Our next interview was in the home of Justice and Joyce, a forester and a beautician. They are a little more financially secure than some of the people we’ve interviewed and it’s clear that they’ve spared no effort in ensuring their child is treated adequately. As Hannah, Oti, and Jerry took on the difficult task of keeping the child happy, calm, and quiet outside, I asked Justice about his relationship with his firstborn daughter, over whom he is clearly protective. “Well, I wanted a girl from the beginning and I just felt like I won the jackpot,” he said, his face lighting up. “When we saw the condition, I knew about clubfoot and that it was treatable. I also knew, though, that even if there hadn’t been a treatment I wouldn’t stop until there was one for my daughter.” Joyce, who doesn’t speak much English, asked her husband to translate her sentiments. “Clubfoot or not, having my daughter was the happiest day of my life,” she said.
On the road again, we made our final stop at a schoolyard outside of town. Bustling with students and teachers alike, we stuck out like sore (white) thumbs and we turned playing in the yard into a spectator sport. We sat with three-year-old Selena and her family on benches outside a classroom building and as we asked questions to yet another set of caring parents, Hannah played a silent game of peek-a-boo with Selena. While Selena kept her distance and played it cool during our time with the family, as Hannah began to leave after our goodbyes, Selena began to sob. Hannah returned for one more hug, during which the crying ceased immediately – only to resume again as our taxi drove off. The end of our filming in Sunyani meant Oti’s return to Dodowa. We said a tough goodbye (though we would see him again in a week) and he headed in the direction of Accra. We packed up our bags and prepared for our trip to Kumasi, where we would spend the weekend and the following week.
So inspiring! Really amazing about the other Zak. And what a life transforming experience.
Wow! I was in floods of tears reading of your experience meeting Zak. Almost unbelievable. And you retold your witnessing of a mother’s heartache during casting perfectly. That’s exactly my experience with my newborn – it was extremely emotionl for both of us. I was fascinated to read of the wonderful counselling service and community meetings available to families. I suppose our form of such support would be online groups like Facebook pages set up to share experiences and ask questions. Outrageous to hear of some parents not coping with their Clubfoot babies and them disappearing. Clearly more education is needed on how curable Clubfoot is with – which I suppose is partly why you’ve undertaken this project. Your adventures get more incredible by the day. Remarkable. x
We are facinated with your journey. Your photos are wonderful, and so are your stories about the people. Can’t wait for the next post. xo, Pop and Carol
I love following your blog! Your photos are beautiful! You’ve met some beautiful people who are working or living with clubfoot. Your project is been educational and therapeutic for all involved. Somehow, I don’t think it was a coincidence that you met Zak.
That was so informative and so coincidental! Imagine meeting someone half way around the world with the same name, age, and condition! It was meant to be that you meet.

Entries provided:
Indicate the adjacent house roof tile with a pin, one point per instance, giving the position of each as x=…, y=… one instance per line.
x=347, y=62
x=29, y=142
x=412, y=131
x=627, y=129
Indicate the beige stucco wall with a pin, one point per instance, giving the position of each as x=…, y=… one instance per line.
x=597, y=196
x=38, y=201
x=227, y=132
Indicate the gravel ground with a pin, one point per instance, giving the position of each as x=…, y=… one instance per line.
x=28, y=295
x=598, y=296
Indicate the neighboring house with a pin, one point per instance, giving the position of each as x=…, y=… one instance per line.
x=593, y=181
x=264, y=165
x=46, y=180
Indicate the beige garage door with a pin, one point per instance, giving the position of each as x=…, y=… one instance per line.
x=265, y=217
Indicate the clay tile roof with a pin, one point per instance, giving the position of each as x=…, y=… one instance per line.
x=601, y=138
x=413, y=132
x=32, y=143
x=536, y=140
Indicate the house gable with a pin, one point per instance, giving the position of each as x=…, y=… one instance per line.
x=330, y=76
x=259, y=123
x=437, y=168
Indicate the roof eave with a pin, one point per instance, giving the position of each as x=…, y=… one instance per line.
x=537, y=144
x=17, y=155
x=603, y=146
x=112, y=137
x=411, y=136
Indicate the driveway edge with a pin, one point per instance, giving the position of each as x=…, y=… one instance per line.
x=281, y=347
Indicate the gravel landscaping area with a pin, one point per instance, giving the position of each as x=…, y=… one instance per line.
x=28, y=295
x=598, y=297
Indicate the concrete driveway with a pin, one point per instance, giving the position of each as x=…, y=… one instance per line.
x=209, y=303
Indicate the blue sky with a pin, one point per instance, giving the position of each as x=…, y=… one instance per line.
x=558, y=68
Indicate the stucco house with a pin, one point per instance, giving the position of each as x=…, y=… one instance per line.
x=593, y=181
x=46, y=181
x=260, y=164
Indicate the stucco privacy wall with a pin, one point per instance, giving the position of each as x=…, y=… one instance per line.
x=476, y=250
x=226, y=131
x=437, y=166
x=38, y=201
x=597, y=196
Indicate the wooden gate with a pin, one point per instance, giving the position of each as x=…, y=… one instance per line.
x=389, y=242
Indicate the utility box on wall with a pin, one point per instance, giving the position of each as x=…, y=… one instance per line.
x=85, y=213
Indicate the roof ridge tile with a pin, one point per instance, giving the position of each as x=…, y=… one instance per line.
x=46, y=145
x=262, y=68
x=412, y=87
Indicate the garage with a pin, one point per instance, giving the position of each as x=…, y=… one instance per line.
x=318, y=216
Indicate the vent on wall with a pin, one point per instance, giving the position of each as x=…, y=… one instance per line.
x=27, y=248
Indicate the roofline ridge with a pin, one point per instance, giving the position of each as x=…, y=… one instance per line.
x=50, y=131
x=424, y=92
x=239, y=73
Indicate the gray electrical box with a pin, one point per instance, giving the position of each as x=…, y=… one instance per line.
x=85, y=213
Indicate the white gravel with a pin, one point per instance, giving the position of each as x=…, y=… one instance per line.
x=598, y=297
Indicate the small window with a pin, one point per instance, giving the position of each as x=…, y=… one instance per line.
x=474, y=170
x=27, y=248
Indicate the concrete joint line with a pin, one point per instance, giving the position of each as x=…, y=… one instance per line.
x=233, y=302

Task to carry out:
Answer these questions using the clubfoot blog post.
(a) What jobs do Justice and Joyce have?
(b) How old is Selena?
(c) In which city did the group plan to spend the weekend and the following week?

Answer to the exercise:
(a) Justice is a forester and Joyce is a beautician.
(b) Selena is three years old.
(c) Kumasi